## Text passage:
I was laid up in the Land of Counterpane this weekend. Whose borders are the stinking River Chamomile to the west and the Mountains of Discarded Tissue due south of my feet.

These are the best of times for anyone around me. It takes a reserve of energy to maintain the high levels of shrewishness for which I'm famed, and the common cold leaves me mild and manageable. Throw me in front of a PBS special on the wives of Henry the Eighth and your evening is free and clear for any and all XBox activities. Stopper my mouth with a chocolate heart and you may be able to make it out the door for Burger King before I can mumble a protest.

Of course, when recovery comes, it is swift and violent. Halfway into Sleeping Beauty I was croaking my opinions on the pink/blue debate and its effects on the Princesses Collection. At the end of "Digging for the Truth: The Roanoke Colony", I was lobbing "fuck you"s at the tv like any pro. By the time BSG starts in thirteen minutes, I should be back to Full Steam Harpy.

Sunday, February 19, 2006

Seaworthy.

We rented this for last night, but an unwary stumble onto A&E had us watching this instead--

--during which we saw a couple of trailers, and you can betchyerass I'll be watching this.

Friday, February 17, 2006

One to nothing.

I'm proud to announce that the first porching of the year happened last night. It was impromptu and brief and hardly sanctioned by the sick and teetering Alex. But we were driven by the wild unlikeliness of it all and childish (or drunken) insistence won out.

So, we sat in the warm and waited for the wind, and when it came it flung the smell of beer and chocolate chip cookies down the street. I half expected to wake and find the remains of a conversation on Worlds of Warcraft littering the yards and piled against houses, but the neighborhood has been swept clean and all evidence has been (mercifully) frozen and shattered to bits by the cold.

Wednesday, February 15, 2006

The Talking Bird.


"Give me leave to rest myself; and do me the favour to tell me if you have not heard that there are somewhere in this neighbourhood a Talking Bird, a Singing Tree, and Golden Water."

From The Arabian Nights. I don't suppose it counts as idolatry if it predates Mohammed. But I've a notion that the cultural climate of pre-Islamic Persia wasn't all that different from that of post- --and that a woman caught slinking around in men's clothing was pretty much put to death. It's a good thing roadside dervishes weren't in the habit of running and squealing on every adventurous princess who came their way.

Tuesday, February 14, 2006

Violets are blue.

I suppose today is as good a day as any to reveal how I stalked and harrassed some dude online. How, at the merest crook of a finger, I whipped my portfolio at him and asked him to love me--LOVE ME!--with shameless abandon. How I tied a ribbon in my hair, and scrubbed my face, and swept the dustbunnies from my website and waited. How I called my mom and chattered and sang about castles and footmen and what ballgown I would wear to my first appearance at Comicon.

Of course this was all done with the strictest artistic modesty, and anyway, all of my attempts were rebuffed, if ever they were noticed. But it makes it no less embarassing. And it does nothing to erase the twenty minutes spent simpering and curtseying in front of the mirror: "Mr. L___, it's a real honor." "So very nice to meet you, Mr. L___." "I cannot tell you how long I've waited for this, Mr. L___." "Oh! You don't mind if I call you R___?" "Well, thank you!"

## Data block:
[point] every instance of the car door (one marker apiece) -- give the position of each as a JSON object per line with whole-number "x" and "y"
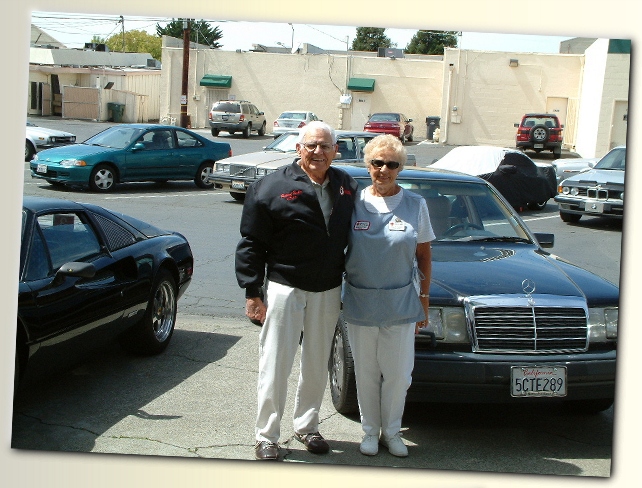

## Exercise instructions:
[a] List every date given as a heading in the blog excerpt.
[b] According to the blog excerpt, what smells did the wind fling down the street during the first porching of the year?

## Exercise responses:
[a]
Sunday, February 19, 2006
Friday, February 17, 2006
Wednesday, February 15, 2006
Tuesday, February 14, 2006

[b] The smell of beer and chocolate chip cookies.